### EXERCISE TASK A
Reproduce the AI Factory overview below word for word.

### TEXT PASSAGE
------------------------------------------------------------
Overview
The purpose of the AI Factory collection is to provide a step-by-step process for setting up a simple AI Factory system and getting it up and running quickly, including:
Identifing the minimum hardware and networking requirements for your AI Factory. These baseline specifications also serve as a reference for more advanced deployments. OpenNebula supports high-performance architectures such as InfiniBand, Spectrum-X, and NVLink, although these setups are not automated and require custom configuration.
Follow the step-by-step deployment instructions using OneDeploy to build your AI Factory, with options for both on-premises installations and cloud-based deployments.
Optionally validate your setup using the same methodology we apply during formal infrastructure acceptance. This validation focuses on using AI-ready Kubernetes with NVIDIA Dynamo® or NVIDIA KAI Scheduler®.
Basic Outline
Configuring, deploying and validating a high-performance AI infrastructure using OpenNebula involves these steps:
Familiarize yourself with Architecture and Specifications. We recommend to consult the guide on GPU PCI-passthrough for details relating to your GPU hardware and IOMMU.
------------------------------------------------------------
### EXERCISE TASK B
Return verbatim the rows below, from their first line through the line containing "(323, 897), (669, 1269)", both ends included, and leave the pictures out.
------------------------------------------------------------
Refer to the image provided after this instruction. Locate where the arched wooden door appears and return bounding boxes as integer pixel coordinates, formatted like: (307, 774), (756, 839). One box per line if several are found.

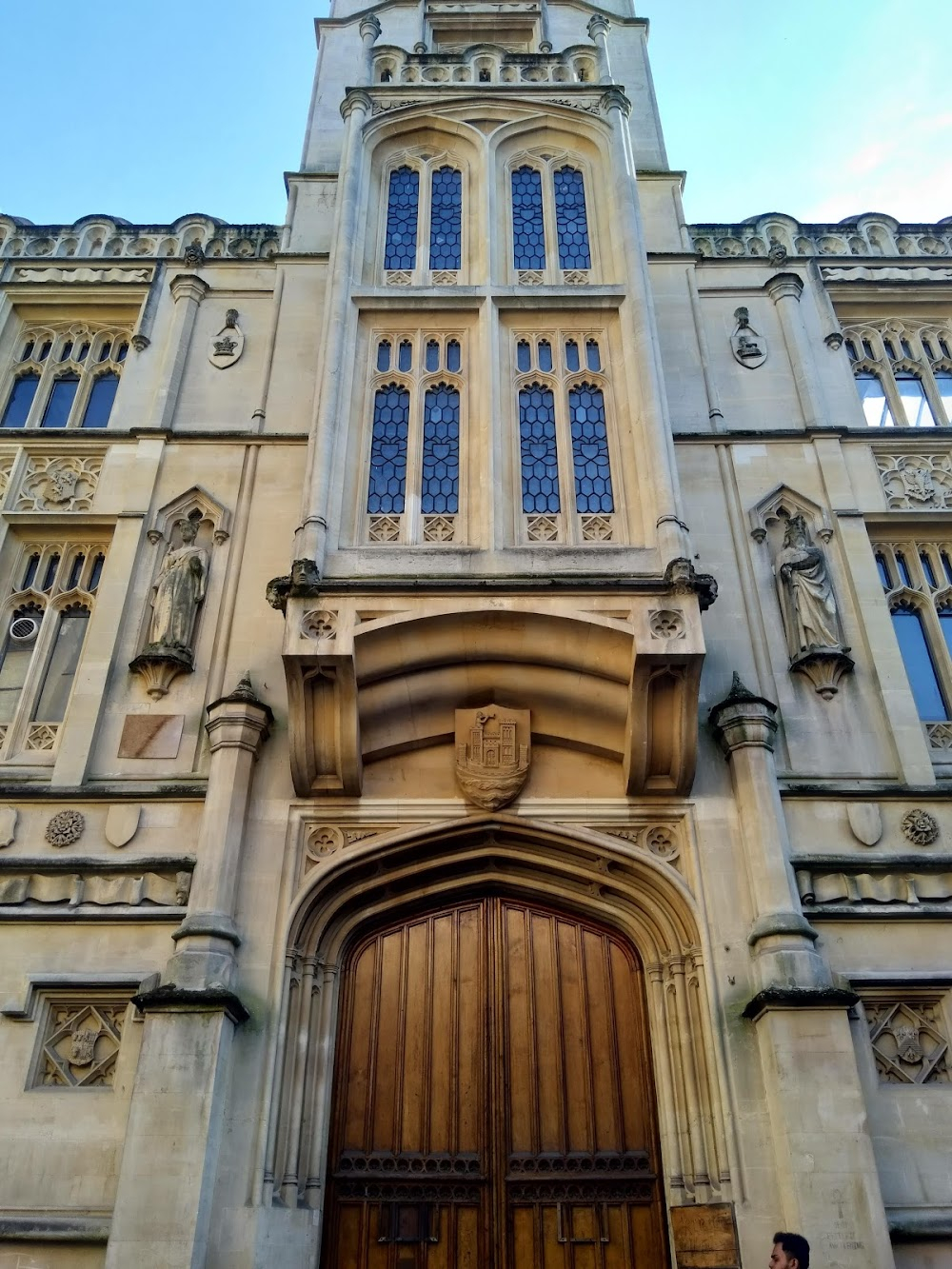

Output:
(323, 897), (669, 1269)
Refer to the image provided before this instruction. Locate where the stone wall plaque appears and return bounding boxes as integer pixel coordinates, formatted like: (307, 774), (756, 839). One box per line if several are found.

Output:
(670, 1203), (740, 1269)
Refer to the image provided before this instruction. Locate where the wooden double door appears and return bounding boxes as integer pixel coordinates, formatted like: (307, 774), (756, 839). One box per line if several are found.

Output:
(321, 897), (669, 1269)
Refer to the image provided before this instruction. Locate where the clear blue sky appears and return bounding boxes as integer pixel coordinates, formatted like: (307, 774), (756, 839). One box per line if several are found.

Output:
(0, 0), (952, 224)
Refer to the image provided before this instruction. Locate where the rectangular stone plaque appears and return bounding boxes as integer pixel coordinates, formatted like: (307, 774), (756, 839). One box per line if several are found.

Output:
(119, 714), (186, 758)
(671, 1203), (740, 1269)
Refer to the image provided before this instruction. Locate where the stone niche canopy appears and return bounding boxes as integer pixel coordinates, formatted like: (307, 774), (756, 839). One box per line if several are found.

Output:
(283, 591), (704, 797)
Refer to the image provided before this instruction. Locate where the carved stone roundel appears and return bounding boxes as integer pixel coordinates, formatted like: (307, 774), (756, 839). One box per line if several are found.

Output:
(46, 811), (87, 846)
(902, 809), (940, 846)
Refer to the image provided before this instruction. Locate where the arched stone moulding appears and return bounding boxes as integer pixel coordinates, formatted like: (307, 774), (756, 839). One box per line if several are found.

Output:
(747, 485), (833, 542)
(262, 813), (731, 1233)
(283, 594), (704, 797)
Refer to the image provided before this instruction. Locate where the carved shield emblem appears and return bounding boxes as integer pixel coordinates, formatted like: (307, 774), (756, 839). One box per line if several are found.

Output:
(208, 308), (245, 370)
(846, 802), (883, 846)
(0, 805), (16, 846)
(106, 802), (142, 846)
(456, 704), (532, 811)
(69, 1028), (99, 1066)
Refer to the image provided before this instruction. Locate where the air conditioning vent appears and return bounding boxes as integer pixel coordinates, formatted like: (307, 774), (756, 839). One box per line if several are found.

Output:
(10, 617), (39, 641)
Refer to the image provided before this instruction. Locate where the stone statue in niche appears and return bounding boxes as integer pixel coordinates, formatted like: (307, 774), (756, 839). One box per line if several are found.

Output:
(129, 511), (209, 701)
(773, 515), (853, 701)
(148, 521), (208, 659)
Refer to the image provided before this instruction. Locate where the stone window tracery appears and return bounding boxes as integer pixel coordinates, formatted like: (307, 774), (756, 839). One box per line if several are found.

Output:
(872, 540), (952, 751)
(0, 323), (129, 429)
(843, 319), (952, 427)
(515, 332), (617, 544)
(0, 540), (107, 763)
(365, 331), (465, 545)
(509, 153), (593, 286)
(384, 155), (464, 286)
------------------------------------------------------------
### FINAL RESULT A
Overview
The purpose of the AI Factory collection is to provide a step-by-step process for setting up a simple AI Factory system and getting it up and running quickly, including:
Identifing the minimum hardware and networking requirements for your AI Factory. These baseline specifications also serve as a reference for more advanced deployments. OpenNebula supports high-performance architectures such as InfiniBand, Spectrum-X, and NVLink, although these setups are not automated and require custom configuration.
Follow the step-by-step deployment instructions using OneDeploy to build your AI Factory, with options for both on-premises installations and cloud-based deployments.
Optionally validate your setup using the same methodology we apply during formal infrastructure acceptance. This validation focuses on using AI-ready Kubernetes with NVIDIA Dynamo® or NVIDIA KAI Scheduler®.
Basic Outline
Configuring, deploying and validating a high-performance AI infrastructure using OpenNebula involves these steps:
Familiarize yourself with Architecture and Specifications. We recommend to consult the guide on GPU PCI-passthrough for details relating to your GPU hardware and IOMMU.

### FINAL RESULT B
Refer to the image provided after this instruction. Locate where the arched wooden door appears and return bounding boxes as integer pixel coordinates, formatted like: (307, 774), (756, 839). One box per line if several are found.


Output:
(323, 897), (669, 1269)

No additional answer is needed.